Position identification records
⟨

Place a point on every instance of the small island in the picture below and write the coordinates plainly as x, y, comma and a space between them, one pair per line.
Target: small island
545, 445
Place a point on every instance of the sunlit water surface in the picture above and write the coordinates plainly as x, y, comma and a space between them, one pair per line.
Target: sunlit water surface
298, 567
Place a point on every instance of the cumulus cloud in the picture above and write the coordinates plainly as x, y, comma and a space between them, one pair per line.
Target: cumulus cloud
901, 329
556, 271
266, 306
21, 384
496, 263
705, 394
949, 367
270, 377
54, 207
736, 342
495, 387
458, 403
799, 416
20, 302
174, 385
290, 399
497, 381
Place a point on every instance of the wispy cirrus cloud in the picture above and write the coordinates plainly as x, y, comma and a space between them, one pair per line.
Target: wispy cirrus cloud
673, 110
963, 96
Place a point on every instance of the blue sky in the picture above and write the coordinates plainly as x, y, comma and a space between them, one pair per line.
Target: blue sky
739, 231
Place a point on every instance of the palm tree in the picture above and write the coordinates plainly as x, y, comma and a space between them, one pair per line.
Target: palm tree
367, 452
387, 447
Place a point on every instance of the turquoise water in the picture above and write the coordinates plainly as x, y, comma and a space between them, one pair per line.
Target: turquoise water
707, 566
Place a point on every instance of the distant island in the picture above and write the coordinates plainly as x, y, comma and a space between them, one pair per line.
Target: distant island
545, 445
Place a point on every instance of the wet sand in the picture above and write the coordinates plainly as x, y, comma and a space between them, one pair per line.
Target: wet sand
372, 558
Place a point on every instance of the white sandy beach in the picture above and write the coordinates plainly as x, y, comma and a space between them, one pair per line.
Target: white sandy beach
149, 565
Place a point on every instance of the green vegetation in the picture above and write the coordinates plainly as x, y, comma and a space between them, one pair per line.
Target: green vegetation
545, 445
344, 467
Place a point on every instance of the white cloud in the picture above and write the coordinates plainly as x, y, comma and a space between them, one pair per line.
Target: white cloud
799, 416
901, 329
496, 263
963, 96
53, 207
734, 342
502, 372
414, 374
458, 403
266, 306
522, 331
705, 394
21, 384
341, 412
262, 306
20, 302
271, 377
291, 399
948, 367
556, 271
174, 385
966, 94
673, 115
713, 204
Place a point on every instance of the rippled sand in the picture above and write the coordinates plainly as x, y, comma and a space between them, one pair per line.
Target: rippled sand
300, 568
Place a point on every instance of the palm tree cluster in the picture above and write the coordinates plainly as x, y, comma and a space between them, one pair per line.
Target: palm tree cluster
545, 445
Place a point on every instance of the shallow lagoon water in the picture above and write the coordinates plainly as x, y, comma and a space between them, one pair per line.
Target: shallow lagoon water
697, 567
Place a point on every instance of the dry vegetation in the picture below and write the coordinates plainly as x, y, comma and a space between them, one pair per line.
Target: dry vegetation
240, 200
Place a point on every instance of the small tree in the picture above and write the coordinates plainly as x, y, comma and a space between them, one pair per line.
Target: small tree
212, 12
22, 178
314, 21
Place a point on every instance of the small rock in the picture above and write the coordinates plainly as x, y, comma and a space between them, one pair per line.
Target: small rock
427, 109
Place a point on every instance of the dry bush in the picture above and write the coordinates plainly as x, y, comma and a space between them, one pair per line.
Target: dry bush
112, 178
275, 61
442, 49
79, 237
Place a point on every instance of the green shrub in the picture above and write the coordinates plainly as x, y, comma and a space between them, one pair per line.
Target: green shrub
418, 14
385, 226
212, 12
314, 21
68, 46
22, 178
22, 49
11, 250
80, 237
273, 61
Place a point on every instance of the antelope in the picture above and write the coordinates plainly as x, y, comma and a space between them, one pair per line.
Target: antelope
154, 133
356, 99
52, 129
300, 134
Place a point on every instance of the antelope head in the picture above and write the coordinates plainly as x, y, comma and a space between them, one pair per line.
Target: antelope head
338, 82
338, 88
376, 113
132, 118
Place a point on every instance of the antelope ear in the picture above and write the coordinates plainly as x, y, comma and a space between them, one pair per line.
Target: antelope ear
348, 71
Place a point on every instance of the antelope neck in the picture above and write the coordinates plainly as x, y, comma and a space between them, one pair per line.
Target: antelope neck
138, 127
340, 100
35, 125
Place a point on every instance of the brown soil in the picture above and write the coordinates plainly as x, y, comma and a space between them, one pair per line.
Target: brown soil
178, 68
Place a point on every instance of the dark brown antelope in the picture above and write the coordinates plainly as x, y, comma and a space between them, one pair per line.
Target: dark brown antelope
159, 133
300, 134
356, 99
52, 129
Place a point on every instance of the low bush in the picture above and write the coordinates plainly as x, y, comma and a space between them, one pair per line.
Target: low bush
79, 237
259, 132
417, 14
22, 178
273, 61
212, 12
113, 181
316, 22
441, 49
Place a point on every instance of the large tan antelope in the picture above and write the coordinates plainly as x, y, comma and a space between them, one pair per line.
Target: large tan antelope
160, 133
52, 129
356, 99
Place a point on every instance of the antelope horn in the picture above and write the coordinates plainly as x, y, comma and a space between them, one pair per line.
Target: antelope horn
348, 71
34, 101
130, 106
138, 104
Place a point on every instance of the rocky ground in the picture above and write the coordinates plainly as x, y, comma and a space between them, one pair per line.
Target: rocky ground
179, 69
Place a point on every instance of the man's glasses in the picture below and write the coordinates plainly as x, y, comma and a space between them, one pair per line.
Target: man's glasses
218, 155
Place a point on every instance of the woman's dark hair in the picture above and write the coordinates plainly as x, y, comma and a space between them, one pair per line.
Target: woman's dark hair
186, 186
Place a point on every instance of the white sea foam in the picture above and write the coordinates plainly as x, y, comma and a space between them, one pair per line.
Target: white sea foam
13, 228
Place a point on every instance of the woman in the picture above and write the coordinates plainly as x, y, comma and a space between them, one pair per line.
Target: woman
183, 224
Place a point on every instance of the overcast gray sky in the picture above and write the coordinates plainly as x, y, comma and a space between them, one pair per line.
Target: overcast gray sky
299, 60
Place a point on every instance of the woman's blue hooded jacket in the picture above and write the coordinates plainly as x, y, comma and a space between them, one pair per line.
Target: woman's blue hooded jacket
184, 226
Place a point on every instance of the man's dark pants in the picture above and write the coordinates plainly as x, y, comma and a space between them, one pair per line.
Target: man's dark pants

⟩

WRITTEN EXERCISE:
Copy all of the lines above word for word, without changing anything.

RESULT:
Place a point on every instance of the small island in the picture below and write the coordinates plainly as x, y, comma and a space between them, one pair per line.
Target: small island
545, 445
Place a point on every instance of the sunlit water surface in the picture above and write the coordinates plainly as x, y, comma and a space between them, one pair per line.
Target: sunlit water surface
298, 567
Place a point on every instance of the cumulus cloud in the picture above and write the coordinates plainly as x, y, comma and a space between them, one pair per line.
Target: cumulus cloud
901, 329
556, 271
266, 306
21, 384
496, 263
705, 394
949, 367
270, 377
54, 207
736, 342
495, 387
458, 403
799, 416
20, 302
174, 385
290, 399
497, 381
Place a point on every instance of the wispy cirrus cloud in the picture above and write the coordinates plainly as x, y, comma and a space between them, one pair per line.
Target: wispy cirrus cloud
673, 110
963, 96
Place a point on every instance of the blue sky in the picture above and write the coordinates plainly as x, y, comma and a space between them, one pair per line.
Target: blue sky
739, 231
Place a point on every instance of the palm tree in the picture above and write the coordinates plainly as x, y, comma and a space between them, one pair per line.
Target: palm tree
367, 452
387, 447
Place a point on every instance of the turquoise water in the picture above and write the coordinates plainly as x, y, comma and a space between them, one pair per line.
Target: turquoise water
707, 566
Place a point on every instance of the distant island in the picture above and write the coordinates plainly as x, y, comma and a space between them, one pair per line.
Target: distant island
545, 445
Place a point on every instance of the wet sand in the picture above and write the coordinates plainly as x, y, comma and a space between them, one pair per line.
Target: wet sand
372, 558
Place a point on every instance of the white sandy beach in the picture above and write the coordinates plainly as x, y, comma and a space between them, one pair per line.
Target: white sandy beach
149, 565
Place a point on every instance of the green vegetation in the picture above and write the coordinates plainly as x, y, comma and a space between them, one pair per line.
Target: green vegetation
545, 445
344, 467
Place a point on every instance of the white cloud in the picture above and write the coordinates plainly as x, y, comma and a space between them, one pair per line.
Target: white cloud
799, 416
901, 329
496, 263
963, 96
53, 207
734, 342
502, 372
414, 374
458, 403
266, 306
522, 331
705, 394
21, 384
341, 412
262, 306
20, 302
271, 377
291, 399
948, 367
556, 271
174, 385
966, 94
673, 115
713, 204
Place a point on every instance of the rippled sand in the picture above and write the coordinates plainly as x, y, comma and a space between them, one pair per line.
Target: rippled sand
300, 568
Place a point on every instance of the palm tree cluster in the picture above and write the coordinates plainly as x, y, comma and a space between them, one pair per line.
Target: palm tree cluster
545, 445
Place a point on every instance of the shallow lagoon water in the picture above and write the coordinates plainly as x, y, comma and a space between them, one pair per line.
Target: shallow lagoon water
697, 567
Place a point on every instance of the dry vegetation in the picture below and write the coordinates plainly as x, y, comma and a space between them, one pair per line.
Target: dry vegetation
240, 200
Place a point on every instance of the small tree in the picture above and write the coordinates plainly as x, y, comma and a space between them, one pair per line.
Target: small tree
212, 12
22, 178
314, 21
Place a point on every instance of the small rock in the picture above and write the coordinates plainly as x, y, comma and a space between them, one pair per line.
Target: small rock
427, 109
Place a point on every instance of the dry bush in the picture above and write the coordinates plainly as x, y, comma and a space between them, one pair per line.
Target: dry bush
112, 178
275, 61
442, 49
79, 237
Place a point on every instance of the green shrub in the picture above and write the coordinates plainly as x, y, comma and a space between them, one pair per line.
Target: green shrub
418, 14
385, 226
212, 12
314, 21
68, 46
22, 178
22, 49
11, 250
80, 237
273, 61
Place a point on every instance of the antelope in the picture above and write the coordinates plainly as x, y, comma and a space between them, one pair per line.
Target: antelope
154, 133
356, 99
52, 129
300, 134
Place a point on every instance of the antelope head in the picture above and write the coordinates plainly as x, y, comma and a space between them, one pair per line.
Target: antelope head
338, 82
338, 88
376, 113
132, 118
Place a point on every instance of the antelope ear in the picture above and write the coordinates plainly as x, y, comma and a space between them, one pair per line.
Target: antelope ear
348, 71
Place a point on every instance of the antelope neck in the picture above and write the coordinates plainly as x, y, comma and a space between them, one pair per line.
Target: antelope neck
138, 127
340, 100
35, 125
Place a point on every instance of the brown soil in the picture above and write the coordinates plainly as x, y, comma and a space between them, one pair per line.
Target: brown soil
178, 68
Place a point on every instance of the dark brown antelope in the picture above and write the coordinates plainly as x, y, comma and a space between them, one pair per line.
Target: dark brown antelope
159, 133
300, 134
356, 99
52, 129
Place a point on every instance of the low bush in the picture above and write the coordinates plainly as x, y, comma and a space between them, one pair per line.
Target: low bush
79, 237
259, 132
417, 14
22, 178
273, 61
212, 12
113, 181
316, 22
441, 49
Place a point on every instance of the large tan antelope in the picture above and write the coordinates plainly as x, y, comma and a space between them, one pair per line.
Target: large tan antelope
160, 133
52, 129
356, 99
Place a point on every instance of the antelope horn in the picture above and write the coordinates plainly as x, y, comma and a space between them, one pair per line.
Target: antelope horn
348, 71
34, 101
130, 106
138, 104
Place a point on every instance of the rocky ground in the picture above and write the coordinates plainly as x, y, comma and a space between them, one pair per line.
Target: rocky ground
179, 69
Place a point on every instance of the man's glasses in the picture below and write the coordinates plainly as x, y, comma and a space between them, one pair per line.
Target: man's glasses
218, 155
Place a point on every instance of the woman's dark hair in the picture above and write the coordinates plainly as x, y, comma and a space between them, one pair per line.
Target: woman's dark hair
186, 186
Place a point on every instance of the white sea foam in the picture above and write the coordinates plainly as x, y, comma and a space between them, one pair per line.
Target: white sea foam
13, 228
Place a point on every instance of the woman in the picture above and write the coordinates plainly as x, y, comma and a space between them, one pair per line.
Target: woman
183, 224
Place a point on every instance of the overcast gray sky in the picture above and write the coordinates plainly as x, y, comma and a space between them, one pair per line.
Target: overcast gray sky
299, 60
Place a point on every instance of the woman's blue hooded jacket in the picture above and write the coordinates plainly as x, y, comma and a space between them, one pair per line.
Target: woman's blue hooded jacket
184, 226
Place a point on every instance of the man's dark pants in the picture above and write the coordinates plainly as x, y, comma and a space between them, one pair per line.
Target: man's dark pants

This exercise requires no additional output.